## [Listed records]
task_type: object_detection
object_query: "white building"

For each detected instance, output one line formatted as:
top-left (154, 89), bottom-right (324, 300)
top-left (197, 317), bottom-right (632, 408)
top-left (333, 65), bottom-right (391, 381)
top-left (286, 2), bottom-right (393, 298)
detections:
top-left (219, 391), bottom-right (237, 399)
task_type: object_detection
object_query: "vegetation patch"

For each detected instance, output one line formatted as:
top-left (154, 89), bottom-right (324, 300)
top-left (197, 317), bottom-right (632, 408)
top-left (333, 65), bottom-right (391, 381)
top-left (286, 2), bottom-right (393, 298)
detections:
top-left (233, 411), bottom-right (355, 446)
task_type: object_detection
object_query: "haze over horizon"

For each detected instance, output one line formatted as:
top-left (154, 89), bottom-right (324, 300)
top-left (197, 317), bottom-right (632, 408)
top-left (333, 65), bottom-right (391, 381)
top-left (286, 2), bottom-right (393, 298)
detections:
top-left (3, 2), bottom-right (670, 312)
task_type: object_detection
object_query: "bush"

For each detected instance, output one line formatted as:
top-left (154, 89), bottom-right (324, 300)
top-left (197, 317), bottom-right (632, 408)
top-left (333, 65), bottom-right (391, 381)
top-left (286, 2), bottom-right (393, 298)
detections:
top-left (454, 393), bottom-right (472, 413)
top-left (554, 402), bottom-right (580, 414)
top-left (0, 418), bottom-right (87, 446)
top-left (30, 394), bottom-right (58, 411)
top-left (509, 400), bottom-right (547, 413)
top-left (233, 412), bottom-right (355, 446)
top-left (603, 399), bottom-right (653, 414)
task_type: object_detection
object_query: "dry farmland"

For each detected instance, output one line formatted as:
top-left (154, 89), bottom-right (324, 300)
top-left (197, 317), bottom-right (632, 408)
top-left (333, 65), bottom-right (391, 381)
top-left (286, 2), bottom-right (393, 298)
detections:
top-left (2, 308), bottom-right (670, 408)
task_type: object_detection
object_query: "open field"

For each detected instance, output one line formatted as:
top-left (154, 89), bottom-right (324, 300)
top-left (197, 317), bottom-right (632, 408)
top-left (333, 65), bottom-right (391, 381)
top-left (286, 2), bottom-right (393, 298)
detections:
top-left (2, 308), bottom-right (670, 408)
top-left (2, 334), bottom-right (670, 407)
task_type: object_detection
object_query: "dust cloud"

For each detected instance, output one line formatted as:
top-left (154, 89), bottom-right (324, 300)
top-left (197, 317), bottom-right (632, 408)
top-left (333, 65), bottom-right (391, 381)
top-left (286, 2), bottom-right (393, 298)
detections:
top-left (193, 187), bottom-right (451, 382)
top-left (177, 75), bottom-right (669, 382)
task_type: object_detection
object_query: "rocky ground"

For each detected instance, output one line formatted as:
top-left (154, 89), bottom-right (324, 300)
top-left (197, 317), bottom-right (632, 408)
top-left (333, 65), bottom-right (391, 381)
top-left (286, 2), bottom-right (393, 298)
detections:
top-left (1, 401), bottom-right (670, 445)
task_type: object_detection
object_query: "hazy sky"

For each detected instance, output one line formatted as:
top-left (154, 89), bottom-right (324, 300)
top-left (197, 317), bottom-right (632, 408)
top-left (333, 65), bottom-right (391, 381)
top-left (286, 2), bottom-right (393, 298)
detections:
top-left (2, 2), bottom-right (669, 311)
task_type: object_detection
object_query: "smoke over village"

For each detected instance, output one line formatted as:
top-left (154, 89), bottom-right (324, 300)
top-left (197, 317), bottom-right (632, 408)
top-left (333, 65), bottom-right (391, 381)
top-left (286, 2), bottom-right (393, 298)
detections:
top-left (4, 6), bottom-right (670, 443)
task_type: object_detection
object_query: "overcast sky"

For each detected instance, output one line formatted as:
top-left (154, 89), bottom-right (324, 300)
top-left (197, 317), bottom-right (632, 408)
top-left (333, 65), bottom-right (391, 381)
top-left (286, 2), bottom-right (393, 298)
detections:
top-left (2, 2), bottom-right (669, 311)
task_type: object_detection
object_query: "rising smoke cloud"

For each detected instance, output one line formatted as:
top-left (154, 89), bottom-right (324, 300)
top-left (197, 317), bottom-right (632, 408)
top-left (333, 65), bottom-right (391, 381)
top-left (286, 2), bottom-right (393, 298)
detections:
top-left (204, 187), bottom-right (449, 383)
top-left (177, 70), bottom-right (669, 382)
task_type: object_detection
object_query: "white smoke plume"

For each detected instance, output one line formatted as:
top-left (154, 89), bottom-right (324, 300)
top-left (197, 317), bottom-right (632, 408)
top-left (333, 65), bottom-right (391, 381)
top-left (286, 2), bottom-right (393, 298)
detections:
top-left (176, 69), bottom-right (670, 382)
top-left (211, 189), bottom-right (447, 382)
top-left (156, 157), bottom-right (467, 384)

## [Directions for this task]
Every entry must be printed again, exactly as it reads.

## [Written solution]
task_type: object_detection
object_query: "white building"

For each detected instance, output one line formatted as:
top-left (154, 89), bottom-right (324, 300)
top-left (197, 317), bottom-right (632, 408)
top-left (333, 65), bottom-right (391, 381)
top-left (286, 2), bottom-right (393, 298)
detections:
top-left (219, 391), bottom-right (237, 399)
task_type: object_detection
object_query: "vegetation patch"

For each detected instance, output one line formatted as:
top-left (154, 89), bottom-right (324, 300)
top-left (197, 317), bottom-right (632, 408)
top-left (333, 65), bottom-right (391, 381)
top-left (286, 2), bottom-right (393, 298)
detections:
top-left (233, 411), bottom-right (355, 446)
task_type: object_detection
object_query: "haze over horizon"

For each detected instance, output one line formatted as:
top-left (154, 89), bottom-right (324, 300)
top-left (197, 317), bottom-right (632, 408)
top-left (333, 65), bottom-right (391, 381)
top-left (286, 2), bottom-right (393, 298)
detections:
top-left (3, 2), bottom-right (670, 312)
task_type: object_detection
object_query: "bush"

For each detected instance, output one line formatted as:
top-left (154, 89), bottom-right (324, 300)
top-left (197, 317), bottom-right (632, 408)
top-left (333, 65), bottom-right (391, 381)
top-left (286, 2), bottom-right (393, 298)
detections:
top-left (454, 393), bottom-right (472, 413)
top-left (554, 402), bottom-right (580, 414)
top-left (0, 418), bottom-right (87, 446)
top-left (30, 394), bottom-right (58, 411)
top-left (509, 400), bottom-right (547, 413)
top-left (233, 412), bottom-right (355, 446)
top-left (603, 399), bottom-right (653, 414)
task_type: object_detection
object_query: "dry farmland"

For each detected instance, output one line formatted as:
top-left (154, 89), bottom-right (324, 300)
top-left (197, 317), bottom-right (632, 408)
top-left (333, 65), bottom-right (391, 381)
top-left (286, 2), bottom-right (393, 298)
detections:
top-left (2, 308), bottom-right (670, 408)
task_type: object_detection
object_query: "open field"

For each detected instance, output one line formatted as:
top-left (154, 89), bottom-right (324, 300)
top-left (197, 317), bottom-right (632, 408)
top-left (333, 65), bottom-right (391, 381)
top-left (286, 2), bottom-right (393, 298)
detections:
top-left (2, 308), bottom-right (670, 408)
top-left (2, 334), bottom-right (670, 407)
task_type: object_detection
object_query: "dust cloud"

For each detected instance, output one line formatted as:
top-left (154, 89), bottom-right (324, 300)
top-left (197, 317), bottom-right (632, 408)
top-left (333, 65), bottom-right (391, 381)
top-left (286, 2), bottom-right (393, 298)
detections:
top-left (193, 187), bottom-right (451, 382)
top-left (177, 75), bottom-right (669, 382)
task_type: object_detection
object_query: "rocky ground"

For each detected instance, output one line formatted as:
top-left (154, 89), bottom-right (324, 300)
top-left (197, 317), bottom-right (632, 408)
top-left (333, 65), bottom-right (391, 381)
top-left (286, 2), bottom-right (393, 298)
detections:
top-left (1, 401), bottom-right (670, 445)
task_type: object_detection
object_query: "hazy sky"

For each detected instance, output one line formatted as:
top-left (154, 89), bottom-right (324, 300)
top-left (197, 317), bottom-right (632, 408)
top-left (333, 65), bottom-right (391, 381)
top-left (286, 2), bottom-right (393, 298)
detections:
top-left (2, 2), bottom-right (669, 311)
task_type: object_detection
object_query: "smoke over village"

For each detected instance, output one line formatted as:
top-left (154, 89), bottom-right (324, 300)
top-left (197, 317), bottom-right (632, 408)
top-left (333, 65), bottom-right (391, 381)
top-left (286, 2), bottom-right (393, 298)
detections:
top-left (4, 6), bottom-right (670, 443)
task_type: object_detection
object_query: "overcast sky"

For each detected instance, output one line formatted as:
top-left (154, 89), bottom-right (324, 300)
top-left (197, 317), bottom-right (632, 408)
top-left (333, 65), bottom-right (391, 381)
top-left (286, 2), bottom-right (393, 298)
detections:
top-left (2, 2), bottom-right (669, 311)
task_type: object_detection
object_query: "rising smoke cloud"

For each detected instance, output one line formatted as:
top-left (154, 89), bottom-right (324, 300)
top-left (197, 317), bottom-right (632, 408)
top-left (333, 65), bottom-right (391, 381)
top-left (286, 2), bottom-right (393, 298)
detections:
top-left (204, 187), bottom-right (449, 383)
top-left (177, 70), bottom-right (669, 382)
task_type: object_detection
object_query: "white smoke plume"

For each detected instance, output one line formatted as:
top-left (154, 89), bottom-right (324, 300)
top-left (197, 317), bottom-right (632, 408)
top-left (333, 65), bottom-right (391, 381)
top-left (286, 2), bottom-right (393, 298)
detections:
top-left (176, 69), bottom-right (670, 382)
top-left (211, 189), bottom-right (447, 382)
top-left (156, 157), bottom-right (467, 384)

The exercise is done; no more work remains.